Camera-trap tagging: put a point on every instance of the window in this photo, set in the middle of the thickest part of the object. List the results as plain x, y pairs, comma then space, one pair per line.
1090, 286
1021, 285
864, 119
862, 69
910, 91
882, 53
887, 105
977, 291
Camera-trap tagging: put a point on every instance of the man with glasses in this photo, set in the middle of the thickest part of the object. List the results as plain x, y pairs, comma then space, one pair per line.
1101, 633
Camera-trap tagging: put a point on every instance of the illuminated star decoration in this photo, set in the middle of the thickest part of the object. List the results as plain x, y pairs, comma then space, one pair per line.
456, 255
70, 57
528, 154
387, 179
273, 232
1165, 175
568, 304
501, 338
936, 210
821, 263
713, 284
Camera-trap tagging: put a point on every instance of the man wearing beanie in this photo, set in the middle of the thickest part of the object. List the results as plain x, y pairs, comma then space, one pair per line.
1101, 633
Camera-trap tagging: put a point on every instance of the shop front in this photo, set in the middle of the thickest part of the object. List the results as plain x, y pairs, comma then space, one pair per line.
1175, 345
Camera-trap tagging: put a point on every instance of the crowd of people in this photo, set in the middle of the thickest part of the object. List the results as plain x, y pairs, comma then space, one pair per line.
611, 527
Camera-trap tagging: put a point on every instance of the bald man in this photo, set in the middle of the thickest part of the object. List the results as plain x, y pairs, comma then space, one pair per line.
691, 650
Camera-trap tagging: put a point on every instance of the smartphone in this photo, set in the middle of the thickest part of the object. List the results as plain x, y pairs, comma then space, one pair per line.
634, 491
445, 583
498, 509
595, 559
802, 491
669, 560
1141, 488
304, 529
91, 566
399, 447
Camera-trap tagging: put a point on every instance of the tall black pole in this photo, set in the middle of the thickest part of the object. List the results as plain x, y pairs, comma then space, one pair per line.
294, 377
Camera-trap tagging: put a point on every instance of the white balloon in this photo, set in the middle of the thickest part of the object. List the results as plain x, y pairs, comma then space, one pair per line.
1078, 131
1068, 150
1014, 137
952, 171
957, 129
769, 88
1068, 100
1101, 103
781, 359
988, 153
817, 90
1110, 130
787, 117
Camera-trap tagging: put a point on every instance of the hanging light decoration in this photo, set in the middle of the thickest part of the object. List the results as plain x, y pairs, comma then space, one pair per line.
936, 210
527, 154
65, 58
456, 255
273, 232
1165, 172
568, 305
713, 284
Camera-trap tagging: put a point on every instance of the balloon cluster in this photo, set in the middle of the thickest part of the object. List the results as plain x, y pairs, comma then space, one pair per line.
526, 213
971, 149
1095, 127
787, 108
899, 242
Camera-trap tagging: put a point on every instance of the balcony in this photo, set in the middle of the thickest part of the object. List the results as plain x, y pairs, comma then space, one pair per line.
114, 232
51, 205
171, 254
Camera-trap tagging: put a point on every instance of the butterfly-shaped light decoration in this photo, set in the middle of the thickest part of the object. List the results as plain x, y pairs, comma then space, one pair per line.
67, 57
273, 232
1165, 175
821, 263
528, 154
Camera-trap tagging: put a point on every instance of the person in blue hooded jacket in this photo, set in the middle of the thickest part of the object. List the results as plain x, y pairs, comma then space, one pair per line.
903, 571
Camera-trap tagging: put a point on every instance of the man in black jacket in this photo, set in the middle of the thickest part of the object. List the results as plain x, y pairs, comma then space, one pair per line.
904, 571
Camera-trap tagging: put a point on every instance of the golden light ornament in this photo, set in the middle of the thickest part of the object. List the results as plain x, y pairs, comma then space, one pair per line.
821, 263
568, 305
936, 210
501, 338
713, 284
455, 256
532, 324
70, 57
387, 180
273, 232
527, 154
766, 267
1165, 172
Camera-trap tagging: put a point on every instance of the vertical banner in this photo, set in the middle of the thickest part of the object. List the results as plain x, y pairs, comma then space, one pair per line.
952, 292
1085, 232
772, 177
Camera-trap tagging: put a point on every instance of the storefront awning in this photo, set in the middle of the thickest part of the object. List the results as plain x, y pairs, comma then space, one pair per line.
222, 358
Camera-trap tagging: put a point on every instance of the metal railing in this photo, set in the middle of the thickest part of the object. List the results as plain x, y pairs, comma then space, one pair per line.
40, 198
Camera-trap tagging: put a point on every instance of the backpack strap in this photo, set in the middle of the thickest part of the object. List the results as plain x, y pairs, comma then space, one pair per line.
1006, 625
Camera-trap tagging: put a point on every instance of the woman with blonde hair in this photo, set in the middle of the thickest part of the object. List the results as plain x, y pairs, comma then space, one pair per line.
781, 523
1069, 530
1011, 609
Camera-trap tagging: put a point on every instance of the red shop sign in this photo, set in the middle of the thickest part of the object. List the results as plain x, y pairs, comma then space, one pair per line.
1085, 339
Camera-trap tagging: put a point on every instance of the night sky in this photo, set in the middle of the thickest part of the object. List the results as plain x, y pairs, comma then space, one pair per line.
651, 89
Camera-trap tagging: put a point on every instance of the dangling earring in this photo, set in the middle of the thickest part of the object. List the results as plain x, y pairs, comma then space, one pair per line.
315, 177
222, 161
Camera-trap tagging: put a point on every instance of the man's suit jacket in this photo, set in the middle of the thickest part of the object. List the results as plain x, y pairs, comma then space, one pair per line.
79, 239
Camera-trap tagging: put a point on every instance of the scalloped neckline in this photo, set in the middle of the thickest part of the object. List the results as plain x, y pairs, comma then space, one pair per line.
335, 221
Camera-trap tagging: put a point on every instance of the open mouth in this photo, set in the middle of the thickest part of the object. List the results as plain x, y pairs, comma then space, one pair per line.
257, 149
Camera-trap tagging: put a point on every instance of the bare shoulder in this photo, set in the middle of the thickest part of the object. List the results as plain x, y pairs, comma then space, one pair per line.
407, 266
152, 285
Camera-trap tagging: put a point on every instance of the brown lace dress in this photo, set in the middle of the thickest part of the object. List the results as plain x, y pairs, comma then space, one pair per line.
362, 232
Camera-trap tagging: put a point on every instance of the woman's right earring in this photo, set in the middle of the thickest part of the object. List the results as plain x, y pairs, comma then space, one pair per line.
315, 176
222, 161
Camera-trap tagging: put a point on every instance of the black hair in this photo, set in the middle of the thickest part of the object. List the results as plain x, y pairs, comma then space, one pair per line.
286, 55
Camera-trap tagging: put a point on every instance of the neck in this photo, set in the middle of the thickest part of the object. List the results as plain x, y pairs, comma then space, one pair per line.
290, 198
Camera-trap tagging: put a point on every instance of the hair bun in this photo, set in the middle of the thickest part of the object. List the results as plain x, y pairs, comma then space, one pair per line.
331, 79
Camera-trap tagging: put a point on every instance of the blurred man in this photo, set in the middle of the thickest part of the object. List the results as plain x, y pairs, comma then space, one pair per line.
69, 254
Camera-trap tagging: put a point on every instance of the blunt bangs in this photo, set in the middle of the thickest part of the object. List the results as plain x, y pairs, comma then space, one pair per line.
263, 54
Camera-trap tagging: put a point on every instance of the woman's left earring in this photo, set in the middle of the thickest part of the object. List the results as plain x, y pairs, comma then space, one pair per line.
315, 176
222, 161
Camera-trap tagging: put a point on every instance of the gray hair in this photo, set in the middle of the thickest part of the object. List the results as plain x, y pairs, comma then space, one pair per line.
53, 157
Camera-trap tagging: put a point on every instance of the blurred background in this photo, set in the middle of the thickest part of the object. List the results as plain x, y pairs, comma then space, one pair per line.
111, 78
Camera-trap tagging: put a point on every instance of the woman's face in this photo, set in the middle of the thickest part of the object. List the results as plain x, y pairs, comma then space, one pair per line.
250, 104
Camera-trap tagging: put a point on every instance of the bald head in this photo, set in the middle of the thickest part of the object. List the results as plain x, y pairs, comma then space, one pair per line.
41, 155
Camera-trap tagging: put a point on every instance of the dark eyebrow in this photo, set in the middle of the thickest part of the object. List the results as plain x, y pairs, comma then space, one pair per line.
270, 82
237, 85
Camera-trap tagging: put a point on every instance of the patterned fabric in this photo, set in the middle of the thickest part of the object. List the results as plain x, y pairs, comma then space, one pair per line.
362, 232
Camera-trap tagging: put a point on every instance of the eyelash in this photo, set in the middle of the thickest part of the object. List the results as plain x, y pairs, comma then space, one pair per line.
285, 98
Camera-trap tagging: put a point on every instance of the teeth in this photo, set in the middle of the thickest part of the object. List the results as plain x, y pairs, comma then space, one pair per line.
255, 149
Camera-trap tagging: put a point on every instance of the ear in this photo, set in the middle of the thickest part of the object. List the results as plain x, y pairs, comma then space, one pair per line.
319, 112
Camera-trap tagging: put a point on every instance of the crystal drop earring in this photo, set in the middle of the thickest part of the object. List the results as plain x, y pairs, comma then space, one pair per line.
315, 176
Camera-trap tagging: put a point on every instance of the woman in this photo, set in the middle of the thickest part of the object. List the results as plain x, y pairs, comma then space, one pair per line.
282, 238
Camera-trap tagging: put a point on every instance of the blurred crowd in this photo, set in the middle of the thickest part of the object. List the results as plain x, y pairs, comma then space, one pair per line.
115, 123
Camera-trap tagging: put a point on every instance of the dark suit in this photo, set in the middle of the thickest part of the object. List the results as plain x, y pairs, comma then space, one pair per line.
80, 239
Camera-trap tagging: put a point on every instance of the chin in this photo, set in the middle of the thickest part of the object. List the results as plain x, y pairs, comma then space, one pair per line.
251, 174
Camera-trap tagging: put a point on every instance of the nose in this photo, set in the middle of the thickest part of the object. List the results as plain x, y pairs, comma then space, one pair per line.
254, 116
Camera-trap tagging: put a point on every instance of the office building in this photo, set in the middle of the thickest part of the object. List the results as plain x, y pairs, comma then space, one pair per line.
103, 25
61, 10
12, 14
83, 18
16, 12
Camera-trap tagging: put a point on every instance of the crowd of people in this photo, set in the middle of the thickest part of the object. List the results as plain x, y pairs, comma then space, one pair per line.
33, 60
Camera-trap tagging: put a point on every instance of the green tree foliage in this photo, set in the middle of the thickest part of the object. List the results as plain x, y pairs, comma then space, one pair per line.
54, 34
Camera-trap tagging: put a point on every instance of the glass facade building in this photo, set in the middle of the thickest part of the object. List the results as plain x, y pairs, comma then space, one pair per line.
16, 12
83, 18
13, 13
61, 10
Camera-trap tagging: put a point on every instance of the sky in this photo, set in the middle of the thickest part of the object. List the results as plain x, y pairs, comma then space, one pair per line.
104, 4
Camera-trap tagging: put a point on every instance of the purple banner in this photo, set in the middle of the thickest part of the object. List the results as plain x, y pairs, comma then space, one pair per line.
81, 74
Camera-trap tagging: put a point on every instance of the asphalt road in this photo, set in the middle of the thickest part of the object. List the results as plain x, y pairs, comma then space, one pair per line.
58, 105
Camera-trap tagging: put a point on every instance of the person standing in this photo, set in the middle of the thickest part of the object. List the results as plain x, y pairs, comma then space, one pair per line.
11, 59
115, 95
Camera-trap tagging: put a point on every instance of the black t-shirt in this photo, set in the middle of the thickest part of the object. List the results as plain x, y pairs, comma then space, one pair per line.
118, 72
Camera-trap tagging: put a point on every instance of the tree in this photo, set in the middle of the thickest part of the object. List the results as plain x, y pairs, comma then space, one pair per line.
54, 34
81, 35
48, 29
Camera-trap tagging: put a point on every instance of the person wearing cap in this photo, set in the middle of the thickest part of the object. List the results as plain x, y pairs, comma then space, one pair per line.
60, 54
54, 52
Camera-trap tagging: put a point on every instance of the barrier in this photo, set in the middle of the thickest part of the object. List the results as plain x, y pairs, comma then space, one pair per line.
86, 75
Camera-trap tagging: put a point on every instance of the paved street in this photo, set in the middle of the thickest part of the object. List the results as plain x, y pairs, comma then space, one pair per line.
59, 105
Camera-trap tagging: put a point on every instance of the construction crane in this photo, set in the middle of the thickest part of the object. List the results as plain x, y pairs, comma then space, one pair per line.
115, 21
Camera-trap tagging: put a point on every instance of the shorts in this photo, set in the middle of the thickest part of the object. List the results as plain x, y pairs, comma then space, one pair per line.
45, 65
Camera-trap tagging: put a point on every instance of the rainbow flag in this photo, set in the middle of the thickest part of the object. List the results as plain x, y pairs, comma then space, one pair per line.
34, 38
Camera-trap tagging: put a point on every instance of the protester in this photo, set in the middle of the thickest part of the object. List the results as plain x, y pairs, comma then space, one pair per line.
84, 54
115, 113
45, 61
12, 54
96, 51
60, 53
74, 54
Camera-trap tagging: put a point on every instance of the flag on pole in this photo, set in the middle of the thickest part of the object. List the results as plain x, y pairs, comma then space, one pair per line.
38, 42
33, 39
========================================
● **Your task**: Only the lines from the one that contains "of the protester" to the end of the data should be output, exactly as they appear.

● **Reply**:
Camera-trap tagging: put a point on every instance of the protester in this photo, set in the middle of the thickest part of the object. List the results as plain x, y pairs, comma then space, one pair per line.
84, 54
115, 113
45, 61
12, 54
96, 51
60, 53
74, 54
Camera-trap tagging: put a point on every instance of the flag on pole in this photo, set in the middle of the thickest part of the object. List the results as plain x, y pairs, comma then space, one pair per line.
38, 42
33, 39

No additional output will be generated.